+++ The records
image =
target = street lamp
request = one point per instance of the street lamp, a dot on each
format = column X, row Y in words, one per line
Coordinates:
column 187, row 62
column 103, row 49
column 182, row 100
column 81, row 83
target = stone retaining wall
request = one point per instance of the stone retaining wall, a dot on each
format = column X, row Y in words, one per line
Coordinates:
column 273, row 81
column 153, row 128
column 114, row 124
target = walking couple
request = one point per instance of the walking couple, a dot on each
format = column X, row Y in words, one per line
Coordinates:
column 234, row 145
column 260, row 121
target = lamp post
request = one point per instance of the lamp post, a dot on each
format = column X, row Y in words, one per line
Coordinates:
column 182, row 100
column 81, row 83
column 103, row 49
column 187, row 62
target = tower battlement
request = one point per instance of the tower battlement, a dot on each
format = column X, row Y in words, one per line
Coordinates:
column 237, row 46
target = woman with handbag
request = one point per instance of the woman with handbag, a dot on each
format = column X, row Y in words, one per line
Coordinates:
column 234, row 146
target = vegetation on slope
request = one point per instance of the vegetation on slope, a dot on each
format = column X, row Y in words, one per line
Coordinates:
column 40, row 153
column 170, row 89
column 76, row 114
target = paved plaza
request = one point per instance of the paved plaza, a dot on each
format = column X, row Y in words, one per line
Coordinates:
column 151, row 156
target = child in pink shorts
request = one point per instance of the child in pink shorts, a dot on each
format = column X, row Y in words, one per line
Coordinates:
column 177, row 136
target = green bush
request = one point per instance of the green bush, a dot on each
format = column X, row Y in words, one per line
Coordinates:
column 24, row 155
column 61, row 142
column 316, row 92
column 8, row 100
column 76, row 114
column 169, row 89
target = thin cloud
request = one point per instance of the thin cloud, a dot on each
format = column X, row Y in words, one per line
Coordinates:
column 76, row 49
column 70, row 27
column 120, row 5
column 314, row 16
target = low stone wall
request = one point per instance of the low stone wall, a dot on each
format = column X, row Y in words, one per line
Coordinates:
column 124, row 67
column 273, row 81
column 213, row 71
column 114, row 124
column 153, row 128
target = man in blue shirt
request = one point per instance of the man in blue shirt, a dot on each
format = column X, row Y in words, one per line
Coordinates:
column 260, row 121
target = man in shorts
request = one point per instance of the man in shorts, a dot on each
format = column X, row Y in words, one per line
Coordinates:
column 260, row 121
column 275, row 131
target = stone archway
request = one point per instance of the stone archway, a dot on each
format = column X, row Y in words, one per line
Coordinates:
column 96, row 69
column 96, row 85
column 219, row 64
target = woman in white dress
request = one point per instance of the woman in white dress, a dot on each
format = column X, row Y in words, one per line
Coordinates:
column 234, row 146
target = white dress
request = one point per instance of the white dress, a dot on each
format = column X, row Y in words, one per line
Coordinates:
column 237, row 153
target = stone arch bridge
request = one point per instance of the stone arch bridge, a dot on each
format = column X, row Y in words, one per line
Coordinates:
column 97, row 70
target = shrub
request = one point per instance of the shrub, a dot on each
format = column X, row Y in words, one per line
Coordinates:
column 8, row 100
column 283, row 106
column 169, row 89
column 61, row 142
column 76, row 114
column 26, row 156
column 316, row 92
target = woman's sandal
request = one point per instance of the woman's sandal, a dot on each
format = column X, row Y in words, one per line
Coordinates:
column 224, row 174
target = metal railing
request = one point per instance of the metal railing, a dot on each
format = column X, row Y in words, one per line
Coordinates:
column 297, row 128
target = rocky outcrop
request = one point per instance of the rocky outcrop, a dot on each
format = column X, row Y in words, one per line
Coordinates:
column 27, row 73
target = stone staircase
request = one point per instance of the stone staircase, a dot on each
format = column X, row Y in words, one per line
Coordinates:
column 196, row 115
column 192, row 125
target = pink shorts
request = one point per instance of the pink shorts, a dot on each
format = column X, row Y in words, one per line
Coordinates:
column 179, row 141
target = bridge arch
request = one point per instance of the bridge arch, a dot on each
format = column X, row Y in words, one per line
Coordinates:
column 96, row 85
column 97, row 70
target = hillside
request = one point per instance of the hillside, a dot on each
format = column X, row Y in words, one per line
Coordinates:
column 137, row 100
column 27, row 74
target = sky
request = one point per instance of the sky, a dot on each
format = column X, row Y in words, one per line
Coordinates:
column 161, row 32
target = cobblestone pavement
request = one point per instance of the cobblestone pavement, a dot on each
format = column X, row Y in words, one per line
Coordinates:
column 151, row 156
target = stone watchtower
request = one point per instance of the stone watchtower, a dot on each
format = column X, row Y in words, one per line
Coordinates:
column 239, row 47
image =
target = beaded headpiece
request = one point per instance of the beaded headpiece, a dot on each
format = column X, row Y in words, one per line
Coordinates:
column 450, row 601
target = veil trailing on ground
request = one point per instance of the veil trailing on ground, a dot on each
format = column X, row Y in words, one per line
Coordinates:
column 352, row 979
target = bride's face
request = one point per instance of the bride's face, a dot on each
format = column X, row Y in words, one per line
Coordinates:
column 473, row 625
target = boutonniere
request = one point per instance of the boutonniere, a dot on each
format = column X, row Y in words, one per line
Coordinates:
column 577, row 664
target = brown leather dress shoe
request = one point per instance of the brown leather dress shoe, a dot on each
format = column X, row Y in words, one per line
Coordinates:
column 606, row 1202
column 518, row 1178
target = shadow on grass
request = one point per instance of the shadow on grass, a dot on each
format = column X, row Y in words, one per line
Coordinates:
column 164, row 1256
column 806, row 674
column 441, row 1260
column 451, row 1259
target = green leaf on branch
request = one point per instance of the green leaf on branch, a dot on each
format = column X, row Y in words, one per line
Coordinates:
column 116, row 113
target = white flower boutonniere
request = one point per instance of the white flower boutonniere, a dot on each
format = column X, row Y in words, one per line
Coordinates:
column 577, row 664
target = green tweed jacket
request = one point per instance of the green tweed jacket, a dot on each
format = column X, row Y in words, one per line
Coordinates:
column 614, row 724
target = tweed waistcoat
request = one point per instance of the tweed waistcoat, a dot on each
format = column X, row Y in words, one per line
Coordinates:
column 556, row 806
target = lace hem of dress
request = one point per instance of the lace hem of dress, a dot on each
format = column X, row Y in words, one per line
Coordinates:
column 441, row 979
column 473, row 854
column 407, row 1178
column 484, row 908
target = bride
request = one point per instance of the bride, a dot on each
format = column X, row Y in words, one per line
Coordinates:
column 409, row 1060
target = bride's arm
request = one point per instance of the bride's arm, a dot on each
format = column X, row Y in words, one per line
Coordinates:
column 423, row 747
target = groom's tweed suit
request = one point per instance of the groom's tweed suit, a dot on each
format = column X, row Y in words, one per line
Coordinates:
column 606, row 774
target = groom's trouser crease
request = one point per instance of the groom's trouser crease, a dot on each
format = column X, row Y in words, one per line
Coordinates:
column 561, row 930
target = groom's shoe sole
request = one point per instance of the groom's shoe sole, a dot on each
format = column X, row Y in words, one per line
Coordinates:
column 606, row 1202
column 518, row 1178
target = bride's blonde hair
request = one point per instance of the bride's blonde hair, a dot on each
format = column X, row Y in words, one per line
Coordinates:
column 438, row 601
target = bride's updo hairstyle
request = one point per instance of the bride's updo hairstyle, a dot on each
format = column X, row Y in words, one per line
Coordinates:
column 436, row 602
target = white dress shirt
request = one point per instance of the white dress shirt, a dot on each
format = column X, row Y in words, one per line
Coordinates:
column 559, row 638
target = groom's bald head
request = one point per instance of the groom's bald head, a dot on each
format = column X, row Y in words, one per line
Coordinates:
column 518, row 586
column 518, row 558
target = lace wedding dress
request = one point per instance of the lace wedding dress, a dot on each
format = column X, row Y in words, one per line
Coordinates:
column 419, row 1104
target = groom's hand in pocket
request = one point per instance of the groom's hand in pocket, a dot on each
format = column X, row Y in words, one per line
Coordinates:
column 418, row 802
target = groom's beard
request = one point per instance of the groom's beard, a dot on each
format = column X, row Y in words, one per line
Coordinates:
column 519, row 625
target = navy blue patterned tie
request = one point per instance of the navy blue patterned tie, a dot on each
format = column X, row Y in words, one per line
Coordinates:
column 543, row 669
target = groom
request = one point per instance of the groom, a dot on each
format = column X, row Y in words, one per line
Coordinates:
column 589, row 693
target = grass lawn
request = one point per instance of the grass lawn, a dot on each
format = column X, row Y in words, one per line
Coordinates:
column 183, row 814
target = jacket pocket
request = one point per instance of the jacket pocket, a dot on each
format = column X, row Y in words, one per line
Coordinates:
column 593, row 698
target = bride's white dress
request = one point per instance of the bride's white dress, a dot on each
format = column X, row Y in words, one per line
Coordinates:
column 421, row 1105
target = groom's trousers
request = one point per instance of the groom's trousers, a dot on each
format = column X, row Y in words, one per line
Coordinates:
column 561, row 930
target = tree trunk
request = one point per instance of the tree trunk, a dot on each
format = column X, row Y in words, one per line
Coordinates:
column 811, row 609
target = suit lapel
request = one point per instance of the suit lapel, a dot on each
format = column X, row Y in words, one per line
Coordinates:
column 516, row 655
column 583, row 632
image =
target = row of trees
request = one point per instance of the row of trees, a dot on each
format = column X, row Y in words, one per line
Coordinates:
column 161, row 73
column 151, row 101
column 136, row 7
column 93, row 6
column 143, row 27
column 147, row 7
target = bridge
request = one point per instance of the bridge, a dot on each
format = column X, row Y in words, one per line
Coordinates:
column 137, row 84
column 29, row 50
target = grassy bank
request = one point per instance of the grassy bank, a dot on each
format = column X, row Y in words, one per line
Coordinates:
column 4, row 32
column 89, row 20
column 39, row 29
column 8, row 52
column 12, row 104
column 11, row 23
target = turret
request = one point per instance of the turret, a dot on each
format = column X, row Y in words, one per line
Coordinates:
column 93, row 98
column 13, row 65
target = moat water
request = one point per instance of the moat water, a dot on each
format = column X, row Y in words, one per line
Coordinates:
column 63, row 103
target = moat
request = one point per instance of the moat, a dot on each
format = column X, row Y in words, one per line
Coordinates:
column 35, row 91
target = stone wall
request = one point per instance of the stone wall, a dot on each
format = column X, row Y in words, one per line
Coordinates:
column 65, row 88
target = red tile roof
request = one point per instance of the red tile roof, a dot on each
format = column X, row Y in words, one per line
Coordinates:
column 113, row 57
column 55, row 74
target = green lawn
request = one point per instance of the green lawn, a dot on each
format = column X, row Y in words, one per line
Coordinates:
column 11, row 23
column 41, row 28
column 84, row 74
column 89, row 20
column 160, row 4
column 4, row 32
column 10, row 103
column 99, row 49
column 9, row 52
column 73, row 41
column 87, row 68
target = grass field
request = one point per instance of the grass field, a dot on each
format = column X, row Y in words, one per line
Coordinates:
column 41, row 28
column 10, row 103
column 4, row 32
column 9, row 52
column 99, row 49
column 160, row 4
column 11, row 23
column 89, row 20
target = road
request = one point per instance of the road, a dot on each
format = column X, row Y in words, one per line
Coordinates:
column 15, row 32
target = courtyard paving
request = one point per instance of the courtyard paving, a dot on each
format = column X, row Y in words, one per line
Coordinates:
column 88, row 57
++++++
* _Instructions for the task_
Search the records for the string "post", and copy every line that holds it.

* _Task result_
target = lamp post
request = one point per instance of the lamp post, a dot on each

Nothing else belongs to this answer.